§ **What you are asked to do**
Can you present the lines below, from the one containing "Each instance receives one keypoint. Mark the seal's ear" through the end of the entries (both ends included), as a numbered list with blank lines omitted?

─── Dataset content

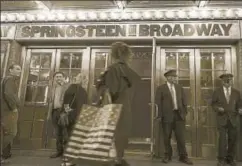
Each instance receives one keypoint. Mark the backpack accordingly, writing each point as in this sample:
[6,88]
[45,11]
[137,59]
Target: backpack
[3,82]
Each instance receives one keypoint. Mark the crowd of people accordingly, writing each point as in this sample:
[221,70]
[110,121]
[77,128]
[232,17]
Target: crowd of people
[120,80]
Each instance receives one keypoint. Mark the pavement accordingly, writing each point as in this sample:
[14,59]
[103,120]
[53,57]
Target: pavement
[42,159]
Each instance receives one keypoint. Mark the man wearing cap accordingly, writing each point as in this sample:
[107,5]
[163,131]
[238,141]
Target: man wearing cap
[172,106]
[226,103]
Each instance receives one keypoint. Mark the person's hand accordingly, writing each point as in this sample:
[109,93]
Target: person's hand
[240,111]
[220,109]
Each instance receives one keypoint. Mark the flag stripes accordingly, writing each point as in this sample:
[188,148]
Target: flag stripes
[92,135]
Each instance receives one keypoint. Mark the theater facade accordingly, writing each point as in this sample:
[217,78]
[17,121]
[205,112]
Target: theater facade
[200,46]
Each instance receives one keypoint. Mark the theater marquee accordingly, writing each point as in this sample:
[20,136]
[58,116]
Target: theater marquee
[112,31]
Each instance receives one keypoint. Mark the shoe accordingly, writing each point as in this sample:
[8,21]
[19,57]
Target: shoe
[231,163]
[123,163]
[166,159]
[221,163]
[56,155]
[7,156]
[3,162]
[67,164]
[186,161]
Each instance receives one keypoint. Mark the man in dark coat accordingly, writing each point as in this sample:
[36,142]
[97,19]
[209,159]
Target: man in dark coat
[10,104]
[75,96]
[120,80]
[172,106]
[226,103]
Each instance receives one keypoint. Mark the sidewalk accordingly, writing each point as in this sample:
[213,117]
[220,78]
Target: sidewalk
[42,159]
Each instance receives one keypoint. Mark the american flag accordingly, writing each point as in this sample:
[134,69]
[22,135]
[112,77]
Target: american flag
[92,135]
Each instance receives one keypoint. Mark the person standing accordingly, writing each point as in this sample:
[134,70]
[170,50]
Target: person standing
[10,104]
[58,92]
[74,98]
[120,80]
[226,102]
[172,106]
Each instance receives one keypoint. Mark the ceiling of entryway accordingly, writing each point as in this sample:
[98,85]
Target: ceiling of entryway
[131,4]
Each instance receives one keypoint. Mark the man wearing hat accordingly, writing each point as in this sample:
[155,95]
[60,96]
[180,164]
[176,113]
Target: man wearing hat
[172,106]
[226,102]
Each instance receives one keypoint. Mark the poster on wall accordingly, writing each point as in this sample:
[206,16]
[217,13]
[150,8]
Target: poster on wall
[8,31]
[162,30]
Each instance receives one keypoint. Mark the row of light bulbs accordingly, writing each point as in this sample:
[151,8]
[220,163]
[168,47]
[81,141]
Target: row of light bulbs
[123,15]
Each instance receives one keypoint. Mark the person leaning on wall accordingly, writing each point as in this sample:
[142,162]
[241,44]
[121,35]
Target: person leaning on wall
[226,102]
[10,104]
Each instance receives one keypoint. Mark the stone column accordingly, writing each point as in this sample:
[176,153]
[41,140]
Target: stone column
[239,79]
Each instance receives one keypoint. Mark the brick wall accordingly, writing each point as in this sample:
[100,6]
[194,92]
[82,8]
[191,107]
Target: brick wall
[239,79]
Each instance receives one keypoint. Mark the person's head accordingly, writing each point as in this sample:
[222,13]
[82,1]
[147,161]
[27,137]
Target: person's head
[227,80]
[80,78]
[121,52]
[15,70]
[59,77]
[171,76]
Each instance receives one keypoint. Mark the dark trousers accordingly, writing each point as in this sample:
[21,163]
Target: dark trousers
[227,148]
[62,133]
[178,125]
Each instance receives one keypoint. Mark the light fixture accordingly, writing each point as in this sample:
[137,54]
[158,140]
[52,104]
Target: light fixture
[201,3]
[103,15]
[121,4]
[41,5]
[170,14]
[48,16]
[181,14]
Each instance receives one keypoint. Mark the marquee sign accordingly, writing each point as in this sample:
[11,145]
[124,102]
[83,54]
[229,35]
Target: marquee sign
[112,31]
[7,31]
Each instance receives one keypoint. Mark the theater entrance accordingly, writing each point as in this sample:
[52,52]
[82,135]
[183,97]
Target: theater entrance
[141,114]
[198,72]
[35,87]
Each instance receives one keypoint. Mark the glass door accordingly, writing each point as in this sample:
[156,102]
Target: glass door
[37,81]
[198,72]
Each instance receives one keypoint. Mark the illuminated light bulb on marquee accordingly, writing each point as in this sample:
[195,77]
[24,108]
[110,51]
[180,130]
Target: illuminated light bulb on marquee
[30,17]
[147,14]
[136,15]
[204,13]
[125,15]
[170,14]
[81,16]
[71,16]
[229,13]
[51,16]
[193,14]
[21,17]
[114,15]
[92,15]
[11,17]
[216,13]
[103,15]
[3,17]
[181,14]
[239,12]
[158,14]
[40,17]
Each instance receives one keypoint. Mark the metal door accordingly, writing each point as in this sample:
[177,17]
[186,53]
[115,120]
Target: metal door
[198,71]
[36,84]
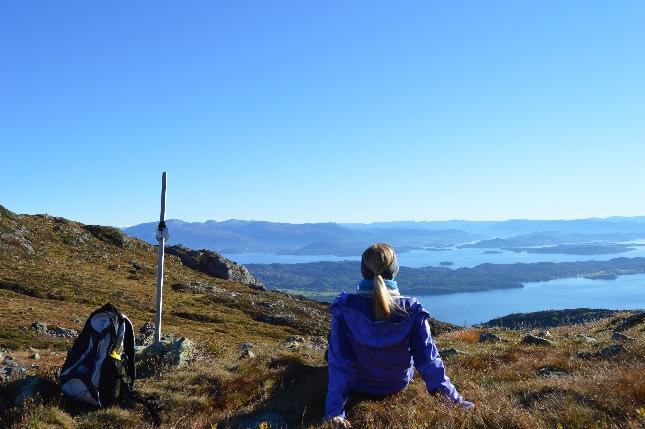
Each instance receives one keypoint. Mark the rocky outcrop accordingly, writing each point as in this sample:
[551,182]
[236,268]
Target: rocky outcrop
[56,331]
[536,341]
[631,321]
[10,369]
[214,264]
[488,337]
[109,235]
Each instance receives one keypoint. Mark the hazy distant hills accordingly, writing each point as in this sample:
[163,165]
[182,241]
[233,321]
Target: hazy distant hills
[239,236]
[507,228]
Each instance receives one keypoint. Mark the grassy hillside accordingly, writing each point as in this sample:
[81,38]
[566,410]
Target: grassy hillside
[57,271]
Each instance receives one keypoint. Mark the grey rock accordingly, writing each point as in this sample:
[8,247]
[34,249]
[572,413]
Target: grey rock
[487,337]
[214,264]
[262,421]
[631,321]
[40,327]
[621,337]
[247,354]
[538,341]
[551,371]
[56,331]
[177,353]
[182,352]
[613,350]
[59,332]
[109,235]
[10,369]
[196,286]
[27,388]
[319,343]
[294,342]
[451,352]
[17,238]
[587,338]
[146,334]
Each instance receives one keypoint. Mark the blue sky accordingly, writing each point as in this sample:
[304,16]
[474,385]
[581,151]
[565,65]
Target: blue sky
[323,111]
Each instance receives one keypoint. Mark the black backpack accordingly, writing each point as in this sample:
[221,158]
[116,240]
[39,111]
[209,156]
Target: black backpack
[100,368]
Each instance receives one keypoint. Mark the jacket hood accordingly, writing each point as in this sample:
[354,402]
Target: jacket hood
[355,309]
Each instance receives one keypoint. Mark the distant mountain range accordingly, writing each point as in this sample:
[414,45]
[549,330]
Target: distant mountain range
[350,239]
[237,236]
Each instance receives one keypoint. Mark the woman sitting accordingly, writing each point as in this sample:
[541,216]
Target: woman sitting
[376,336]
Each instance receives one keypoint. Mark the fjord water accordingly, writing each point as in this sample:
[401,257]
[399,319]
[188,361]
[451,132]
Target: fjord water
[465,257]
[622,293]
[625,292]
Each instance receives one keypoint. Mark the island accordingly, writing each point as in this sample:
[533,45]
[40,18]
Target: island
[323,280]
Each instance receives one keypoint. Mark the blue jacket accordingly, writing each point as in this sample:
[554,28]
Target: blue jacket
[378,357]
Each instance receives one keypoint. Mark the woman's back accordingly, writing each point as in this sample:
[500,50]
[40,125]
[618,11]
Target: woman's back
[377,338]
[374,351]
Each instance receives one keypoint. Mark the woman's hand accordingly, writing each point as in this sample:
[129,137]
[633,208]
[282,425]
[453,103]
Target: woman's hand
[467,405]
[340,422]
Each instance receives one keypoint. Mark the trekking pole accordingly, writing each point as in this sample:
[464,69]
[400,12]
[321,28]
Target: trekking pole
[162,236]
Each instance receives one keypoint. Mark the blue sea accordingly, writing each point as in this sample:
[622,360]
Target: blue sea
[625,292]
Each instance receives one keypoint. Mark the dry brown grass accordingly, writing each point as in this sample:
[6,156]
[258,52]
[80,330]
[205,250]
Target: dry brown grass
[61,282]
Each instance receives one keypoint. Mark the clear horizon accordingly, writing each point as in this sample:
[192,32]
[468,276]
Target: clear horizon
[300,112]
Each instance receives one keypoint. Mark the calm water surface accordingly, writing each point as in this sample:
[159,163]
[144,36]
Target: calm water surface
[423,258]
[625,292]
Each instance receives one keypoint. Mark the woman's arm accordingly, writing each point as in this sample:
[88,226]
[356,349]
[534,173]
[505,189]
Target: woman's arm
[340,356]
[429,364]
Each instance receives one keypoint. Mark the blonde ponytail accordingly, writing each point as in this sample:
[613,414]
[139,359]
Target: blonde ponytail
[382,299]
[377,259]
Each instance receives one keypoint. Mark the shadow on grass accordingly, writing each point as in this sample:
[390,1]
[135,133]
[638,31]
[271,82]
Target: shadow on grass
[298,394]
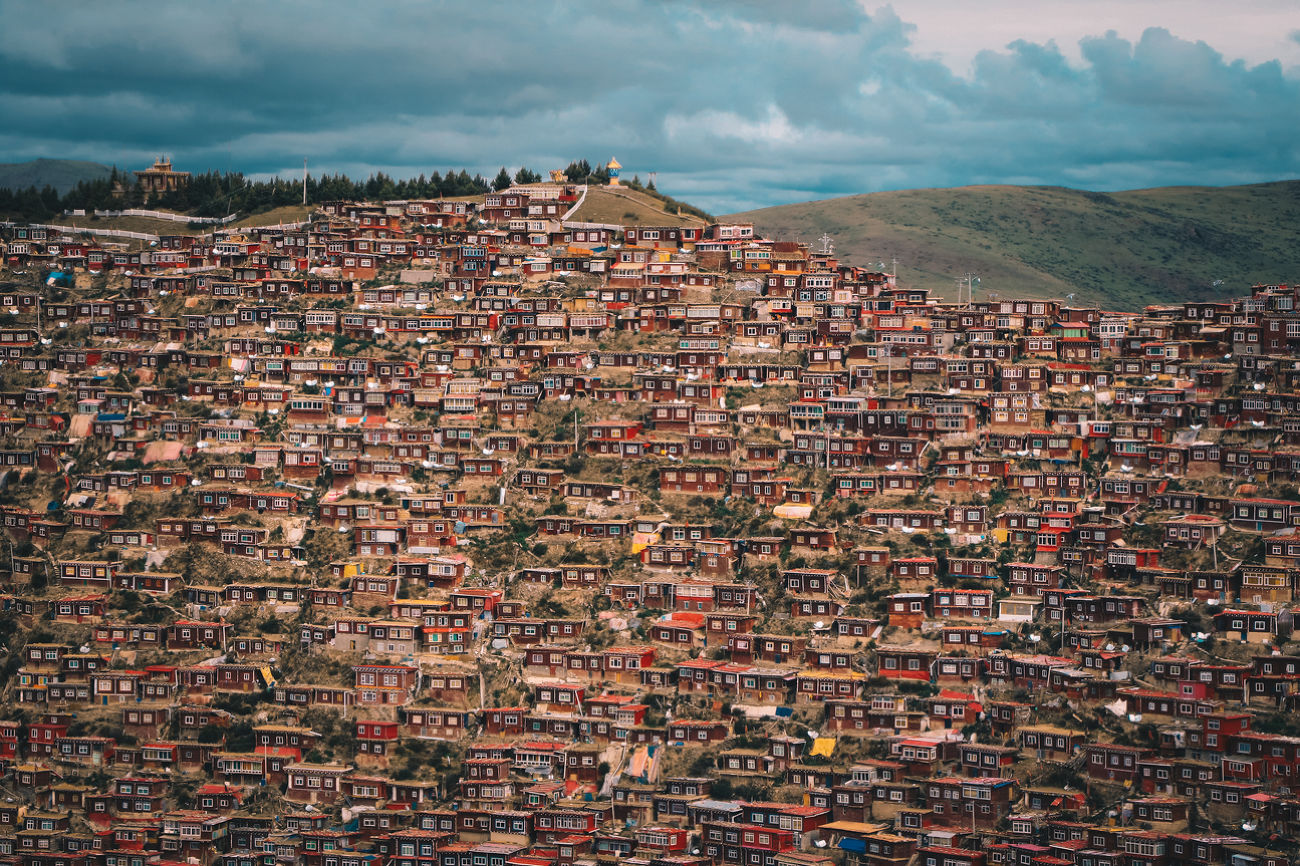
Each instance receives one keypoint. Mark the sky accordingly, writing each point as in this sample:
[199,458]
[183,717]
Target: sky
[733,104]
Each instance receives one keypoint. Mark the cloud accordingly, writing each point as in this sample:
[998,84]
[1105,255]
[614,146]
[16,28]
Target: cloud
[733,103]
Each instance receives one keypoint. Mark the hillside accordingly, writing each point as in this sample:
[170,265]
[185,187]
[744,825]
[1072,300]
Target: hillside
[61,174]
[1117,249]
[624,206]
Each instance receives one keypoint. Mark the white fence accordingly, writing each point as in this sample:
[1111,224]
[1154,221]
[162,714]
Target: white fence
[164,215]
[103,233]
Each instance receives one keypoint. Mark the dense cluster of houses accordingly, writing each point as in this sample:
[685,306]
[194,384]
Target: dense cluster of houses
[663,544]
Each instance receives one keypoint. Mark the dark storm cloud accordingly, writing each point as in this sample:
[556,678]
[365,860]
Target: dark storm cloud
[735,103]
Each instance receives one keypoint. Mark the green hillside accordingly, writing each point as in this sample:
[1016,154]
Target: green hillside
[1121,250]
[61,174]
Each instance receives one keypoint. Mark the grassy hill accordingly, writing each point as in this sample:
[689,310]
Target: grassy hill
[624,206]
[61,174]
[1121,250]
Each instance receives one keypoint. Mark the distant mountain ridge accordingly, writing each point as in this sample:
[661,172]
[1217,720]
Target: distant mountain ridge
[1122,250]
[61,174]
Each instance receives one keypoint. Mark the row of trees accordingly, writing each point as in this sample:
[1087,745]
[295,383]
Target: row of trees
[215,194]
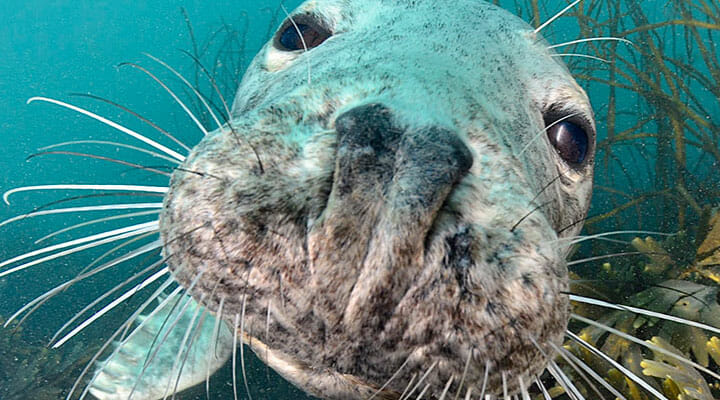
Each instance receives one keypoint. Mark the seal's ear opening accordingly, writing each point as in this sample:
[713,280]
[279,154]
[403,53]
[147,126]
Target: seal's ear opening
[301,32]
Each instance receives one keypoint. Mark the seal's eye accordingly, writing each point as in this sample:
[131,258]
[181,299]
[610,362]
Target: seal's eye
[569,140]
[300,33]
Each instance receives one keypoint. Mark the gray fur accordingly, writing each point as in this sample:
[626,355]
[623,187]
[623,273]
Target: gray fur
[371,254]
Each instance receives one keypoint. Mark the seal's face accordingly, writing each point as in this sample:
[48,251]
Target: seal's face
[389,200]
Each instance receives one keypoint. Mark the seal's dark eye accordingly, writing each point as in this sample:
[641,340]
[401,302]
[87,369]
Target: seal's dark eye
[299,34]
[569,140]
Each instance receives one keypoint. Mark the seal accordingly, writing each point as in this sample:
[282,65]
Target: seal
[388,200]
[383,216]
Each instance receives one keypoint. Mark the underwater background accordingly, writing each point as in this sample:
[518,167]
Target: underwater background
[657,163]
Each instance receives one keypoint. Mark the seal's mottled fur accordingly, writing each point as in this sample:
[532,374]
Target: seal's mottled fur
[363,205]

──────

§ **Output below**
1. Each instance receives one keypoint. Mark the seal's ear opening accordingly, writing each point as in this sample:
2. [713,280]
3. [279,154]
4. [403,53]
5. [147,126]
6. Target: seal's ear opening
7. [301,32]
8. Each instance receives one keypoint. Mark the seal's eye accordingly, writing each point as in this sample:
9. [131,258]
10. [181,299]
11. [610,362]
12. Target: seal's eye
13. [569,140]
14. [300,33]
15. Each instance receives one keypoint. Mark the gray fur accordingly, writing each point as in this sample:
16. [626,355]
17. [623,187]
18. [623,273]
19. Target: gray fur
20. [371,254]
21. Each instance receives one keypoint. Mark the seal's face accordingly, writing each point as in this sample:
22. [48,251]
23. Target: seal's face
24. [389,200]
25. Each instance receives one keypoint. Mark the seal's dark eye accordingly, writing each point as in this sample:
26. [641,340]
27. [401,302]
28. [87,369]
29. Target: seal's dark eye
30. [299,34]
31. [569,140]
32. Each instance receives one keypoint. Mark the seal accordingly, writing each point as in this sample:
33. [282,65]
34. Target: seal
35. [388,200]
36. [383,216]
37. Each instance receives one keypoint. Mark the underwater background accordingly, writing each point as in this sample:
38. [518,167]
39. Target: underwater background
40. [657,163]
41. Each instance receives one keypoint. Mark the seal's mottled fur accordingly, writing each point as in this sample:
42. [532,374]
43. Target: seal's mottled fur
44. [363,205]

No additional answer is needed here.